Goal:
Edit the lines below by changing each "innermost point" to "central point" and leaving everything else as it is.

Data provided:
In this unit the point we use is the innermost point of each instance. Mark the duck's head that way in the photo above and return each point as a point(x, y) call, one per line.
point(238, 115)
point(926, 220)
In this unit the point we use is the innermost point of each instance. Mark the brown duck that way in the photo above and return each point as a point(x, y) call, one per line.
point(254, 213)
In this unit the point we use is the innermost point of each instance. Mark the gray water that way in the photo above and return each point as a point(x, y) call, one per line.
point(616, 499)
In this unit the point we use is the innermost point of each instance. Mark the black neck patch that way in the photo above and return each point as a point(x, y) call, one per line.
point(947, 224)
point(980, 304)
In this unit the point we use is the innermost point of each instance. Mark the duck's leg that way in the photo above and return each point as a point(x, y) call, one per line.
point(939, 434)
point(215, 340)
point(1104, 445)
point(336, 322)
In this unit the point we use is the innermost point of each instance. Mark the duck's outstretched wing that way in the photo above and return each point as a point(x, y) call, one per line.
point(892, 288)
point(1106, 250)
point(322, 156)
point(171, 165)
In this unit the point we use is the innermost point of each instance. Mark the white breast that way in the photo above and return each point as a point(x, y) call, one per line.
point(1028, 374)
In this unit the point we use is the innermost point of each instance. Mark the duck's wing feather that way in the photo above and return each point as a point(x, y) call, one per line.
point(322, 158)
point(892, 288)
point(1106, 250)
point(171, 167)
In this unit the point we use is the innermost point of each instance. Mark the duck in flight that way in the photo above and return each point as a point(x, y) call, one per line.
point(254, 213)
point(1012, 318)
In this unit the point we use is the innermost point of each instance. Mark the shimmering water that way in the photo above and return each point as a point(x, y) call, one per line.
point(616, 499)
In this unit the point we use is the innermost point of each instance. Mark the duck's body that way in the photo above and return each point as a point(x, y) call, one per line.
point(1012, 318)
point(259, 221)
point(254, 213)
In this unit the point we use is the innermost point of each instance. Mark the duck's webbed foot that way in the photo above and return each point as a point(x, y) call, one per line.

Solution below:
In this unit the point we use is the central point of each instance. Mark the duck's head that way in the photo above and return each point as a point(x, y) call, one per line.
point(238, 115)
point(926, 220)
In this unit the point we use is the central point of each instance. Mark the brown duck that way in the photo above and return each point as a point(x, y) call, one per line.
point(254, 213)
In this unit the point we use is the central point of each instance. Mark the gray water that way in the photo above and return each point as a point(x, y) call, one per line.
point(616, 499)
In this unit the point we use is the central point of each instance. Mark the black neck patch that way in the photo above and return each point as a point(x, y) call, one per line.
point(947, 224)
point(980, 304)
In this unit the point we use is the central point of each instance. Mark the duck's leg that way in the photo above and return each point as a point(x, y) call, one per line.
point(939, 434)
point(215, 340)
point(1104, 445)
point(336, 322)
In this unit the point we use is the central point of each instance. Mark the duck's outstretched wing that way in the photo above and return each point as a point(x, y) call, one per line.
point(892, 288)
point(1106, 250)
point(322, 156)
point(171, 165)
In this unit the point we use is the central point of each instance. Mark the white breast that way in the photo above and return each point as a point(x, y) call, one per line.
point(1028, 374)
In this unit the point we use is the central point of each instance. Mark the duck's wing feather that way in the photo above and return each point as a point(x, y) call, one per line.
point(322, 158)
point(892, 288)
point(1106, 250)
point(171, 167)
In this unit the point we use is the central point of each instance. Mark the duck in flight that way in the photo above and return each point as a point(x, y) call, one per line.
point(254, 213)
point(1012, 318)
In this unit the point we use is the central point of each instance. Mark the shimmering water that way in the photo above and return each point as a point(x, y) call, one per line.
point(616, 499)
In this unit the point we use is the central point of each instance. Mark the duck's body that way in the photo above and return each point as a point(x, y) call, one per line.
point(1012, 318)
point(259, 221)
point(254, 213)
In this unit the point we use is the central point of each instance. Mark the duck's webbed foot that way in the photo above and return each point as a point(x, y) call, one per line.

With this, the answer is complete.